**EXERCISE AIM**
Return every line from the items below that contains the word "cloudy".

**RECORDS TO USE**

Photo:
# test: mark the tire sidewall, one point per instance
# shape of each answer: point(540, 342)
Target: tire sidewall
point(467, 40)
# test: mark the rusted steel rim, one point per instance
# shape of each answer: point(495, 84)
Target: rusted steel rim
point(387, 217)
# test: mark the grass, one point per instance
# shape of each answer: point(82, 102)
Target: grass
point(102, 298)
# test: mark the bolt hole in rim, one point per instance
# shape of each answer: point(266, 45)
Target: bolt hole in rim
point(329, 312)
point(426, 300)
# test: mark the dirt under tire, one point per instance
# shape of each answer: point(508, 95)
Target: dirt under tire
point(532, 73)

--

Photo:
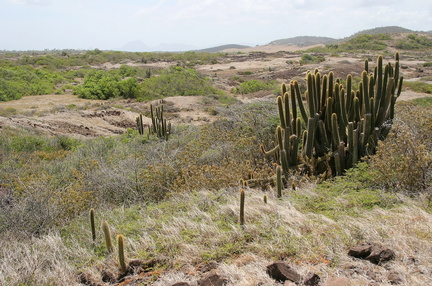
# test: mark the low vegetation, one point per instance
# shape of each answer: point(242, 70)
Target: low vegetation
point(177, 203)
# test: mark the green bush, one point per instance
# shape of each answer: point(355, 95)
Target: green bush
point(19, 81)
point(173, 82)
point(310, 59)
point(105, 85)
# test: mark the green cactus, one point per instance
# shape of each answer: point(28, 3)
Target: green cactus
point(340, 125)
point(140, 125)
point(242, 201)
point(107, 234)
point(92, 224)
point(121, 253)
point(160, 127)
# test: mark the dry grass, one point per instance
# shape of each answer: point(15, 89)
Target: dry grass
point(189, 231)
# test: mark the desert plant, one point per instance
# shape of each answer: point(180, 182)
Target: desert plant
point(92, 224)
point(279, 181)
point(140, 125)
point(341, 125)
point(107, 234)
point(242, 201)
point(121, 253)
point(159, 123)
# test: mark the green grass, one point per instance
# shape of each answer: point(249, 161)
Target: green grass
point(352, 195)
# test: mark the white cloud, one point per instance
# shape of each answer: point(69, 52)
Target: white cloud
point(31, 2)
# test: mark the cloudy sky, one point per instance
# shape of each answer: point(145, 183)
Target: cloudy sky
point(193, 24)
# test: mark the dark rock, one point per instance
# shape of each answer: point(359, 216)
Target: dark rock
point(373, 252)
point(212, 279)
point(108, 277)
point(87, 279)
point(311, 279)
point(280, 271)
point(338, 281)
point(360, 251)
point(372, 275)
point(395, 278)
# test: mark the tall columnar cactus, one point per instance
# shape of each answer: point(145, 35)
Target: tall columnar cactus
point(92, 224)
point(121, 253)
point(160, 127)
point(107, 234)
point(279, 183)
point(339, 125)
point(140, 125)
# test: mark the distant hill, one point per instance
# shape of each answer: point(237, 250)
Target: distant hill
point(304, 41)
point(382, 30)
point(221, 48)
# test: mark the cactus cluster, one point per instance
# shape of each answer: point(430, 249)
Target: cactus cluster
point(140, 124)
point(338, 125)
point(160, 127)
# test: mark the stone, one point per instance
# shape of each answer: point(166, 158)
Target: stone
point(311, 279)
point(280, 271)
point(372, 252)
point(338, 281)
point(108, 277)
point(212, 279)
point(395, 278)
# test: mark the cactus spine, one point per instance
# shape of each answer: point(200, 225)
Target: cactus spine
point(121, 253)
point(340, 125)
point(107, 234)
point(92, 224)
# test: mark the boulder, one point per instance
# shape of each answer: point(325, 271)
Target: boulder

**IN RESPONSE**
# test: mark the cloudy sky, one point per instance
Target: cloudy sky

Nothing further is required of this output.